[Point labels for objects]
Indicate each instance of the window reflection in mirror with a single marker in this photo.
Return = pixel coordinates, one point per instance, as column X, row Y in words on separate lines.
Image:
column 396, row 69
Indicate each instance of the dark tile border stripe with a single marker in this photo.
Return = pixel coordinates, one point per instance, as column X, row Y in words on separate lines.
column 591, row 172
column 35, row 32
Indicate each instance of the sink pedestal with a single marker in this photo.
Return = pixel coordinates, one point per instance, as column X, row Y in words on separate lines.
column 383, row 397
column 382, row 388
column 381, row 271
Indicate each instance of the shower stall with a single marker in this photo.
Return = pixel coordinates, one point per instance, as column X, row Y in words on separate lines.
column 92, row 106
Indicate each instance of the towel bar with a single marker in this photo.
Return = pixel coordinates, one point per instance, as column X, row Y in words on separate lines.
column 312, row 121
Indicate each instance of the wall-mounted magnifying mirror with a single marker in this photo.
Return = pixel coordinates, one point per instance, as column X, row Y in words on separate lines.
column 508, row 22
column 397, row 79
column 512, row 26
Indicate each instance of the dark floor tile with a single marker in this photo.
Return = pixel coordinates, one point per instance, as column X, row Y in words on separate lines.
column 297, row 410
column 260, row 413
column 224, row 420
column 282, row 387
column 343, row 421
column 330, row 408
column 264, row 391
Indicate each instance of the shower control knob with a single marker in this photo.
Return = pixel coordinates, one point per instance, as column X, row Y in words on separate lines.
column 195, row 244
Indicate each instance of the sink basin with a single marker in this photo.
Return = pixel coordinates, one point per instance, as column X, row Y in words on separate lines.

- [TASK PROMPT]:
Reproduce every row above word for word, with no changes.

- [REPLY]:
Indicate each instance of the window reflection in mirror with a single marker in this photo.
Return = pixel coordinates, one point per instance, as column X, row Y in words on separate lines.
Image:
column 396, row 69
Indicate each instance of the dark tile border stripe with a single marker in this photo.
Return = pixel coordinates, one point per instance, as column X, row Y in words on separate lines.
column 591, row 172
column 35, row 32
Indicate each instance of the sink pedestal with a single marker in this photo.
Return = pixel coordinates, one point per instance, as column X, row Y in words on separate lines.
column 383, row 397
column 382, row 388
column 381, row 271
Indicate each instance of the shower stall with a single marker in this photo.
Return = pixel coordinates, one point per instance, as column X, row Y in words on separate lines.
column 92, row 106
Indicate each instance of the towel bar with a single marker in this photo.
Return = pixel coordinates, one point per instance, as column X, row Y in words on separate lines.
column 312, row 121
Indicate each instance of the wall-mounted magnifying mirror with a single marker in this photo.
Return = pixel coordinates, one point per instance, as column X, row Y in words on separate lines.
column 508, row 22
column 397, row 79
column 512, row 26
Indicate each instance of the dark floor tile with a single marker in this photo.
Return = pixel coordinates, one point per instance, as column X, row Y in words on separate lines.
column 297, row 410
column 260, row 413
column 224, row 420
column 282, row 387
column 343, row 421
column 330, row 408
column 264, row 391
Indicate each instance of the shower control knob with a single marker in this photo.
Return = pixel coordinates, one point per instance, as column X, row Y in words on separate lines.
column 195, row 244
Indicate each instance of the sink basin with a single marker in this photo.
Return = pixel coordinates, one point per instance, as column X, row Y in words on separate lines.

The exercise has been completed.